Using the material below, print the line that contains "Point to the pink daisy", the line that contains "Target: serrated green leaf", and every line in between, exactly and nothing else.

» DATA EXCERPTS

▽

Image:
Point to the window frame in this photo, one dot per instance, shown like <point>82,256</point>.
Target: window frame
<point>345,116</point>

△
▽

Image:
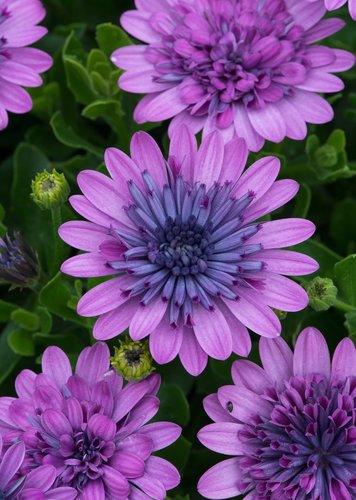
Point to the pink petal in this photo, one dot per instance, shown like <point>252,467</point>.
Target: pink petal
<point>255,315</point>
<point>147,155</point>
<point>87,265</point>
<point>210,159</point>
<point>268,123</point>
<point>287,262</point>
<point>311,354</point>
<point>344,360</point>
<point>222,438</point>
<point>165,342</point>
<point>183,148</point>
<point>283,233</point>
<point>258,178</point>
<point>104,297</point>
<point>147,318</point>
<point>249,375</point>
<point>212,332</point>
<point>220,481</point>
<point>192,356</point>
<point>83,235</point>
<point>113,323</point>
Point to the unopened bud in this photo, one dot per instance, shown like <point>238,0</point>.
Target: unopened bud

△
▽

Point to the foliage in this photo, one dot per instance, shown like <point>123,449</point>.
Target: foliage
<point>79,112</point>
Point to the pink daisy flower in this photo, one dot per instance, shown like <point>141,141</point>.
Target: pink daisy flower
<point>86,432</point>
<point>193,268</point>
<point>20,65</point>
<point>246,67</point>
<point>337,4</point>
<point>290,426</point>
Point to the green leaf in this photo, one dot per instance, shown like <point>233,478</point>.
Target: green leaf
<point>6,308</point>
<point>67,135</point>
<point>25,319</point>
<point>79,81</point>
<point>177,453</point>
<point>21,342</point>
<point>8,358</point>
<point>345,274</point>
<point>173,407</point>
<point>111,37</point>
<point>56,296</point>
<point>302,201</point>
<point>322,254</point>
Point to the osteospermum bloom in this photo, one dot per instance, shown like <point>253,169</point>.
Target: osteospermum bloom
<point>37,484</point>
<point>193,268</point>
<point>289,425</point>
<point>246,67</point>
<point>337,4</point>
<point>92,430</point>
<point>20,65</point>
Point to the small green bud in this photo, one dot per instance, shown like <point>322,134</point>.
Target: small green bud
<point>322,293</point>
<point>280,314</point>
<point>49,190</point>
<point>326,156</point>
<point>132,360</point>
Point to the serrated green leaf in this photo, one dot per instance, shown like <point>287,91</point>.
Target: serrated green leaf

△

» REPLY TO THE TASK
Point to the pink daisy flower in this photo, one dot per instance, shown like <point>141,141</point>.
Target: pink daisy flower
<point>86,432</point>
<point>193,268</point>
<point>20,65</point>
<point>246,67</point>
<point>337,4</point>
<point>290,426</point>
Point to the green leaf in this photo, one dot per instance, shown like <point>233,478</point>.
Target: green leaf
<point>6,308</point>
<point>67,135</point>
<point>25,319</point>
<point>79,81</point>
<point>177,453</point>
<point>21,342</point>
<point>8,358</point>
<point>345,274</point>
<point>173,407</point>
<point>111,37</point>
<point>56,296</point>
<point>302,201</point>
<point>322,254</point>
Point to the osteospermum bloom in this photo, one dot per instance, shown like <point>253,169</point>.
Target: osteospermum bloom
<point>37,484</point>
<point>193,268</point>
<point>289,425</point>
<point>246,67</point>
<point>337,4</point>
<point>92,430</point>
<point>20,65</point>
Point to the small green bud in this photo, one dot per instance, shown like <point>322,134</point>.
Target: small green bud
<point>322,293</point>
<point>280,314</point>
<point>49,190</point>
<point>326,156</point>
<point>132,360</point>
Point to the serrated green leaf in this photo, one dot per instance, shown like <point>287,91</point>.
Target: serrated green leaf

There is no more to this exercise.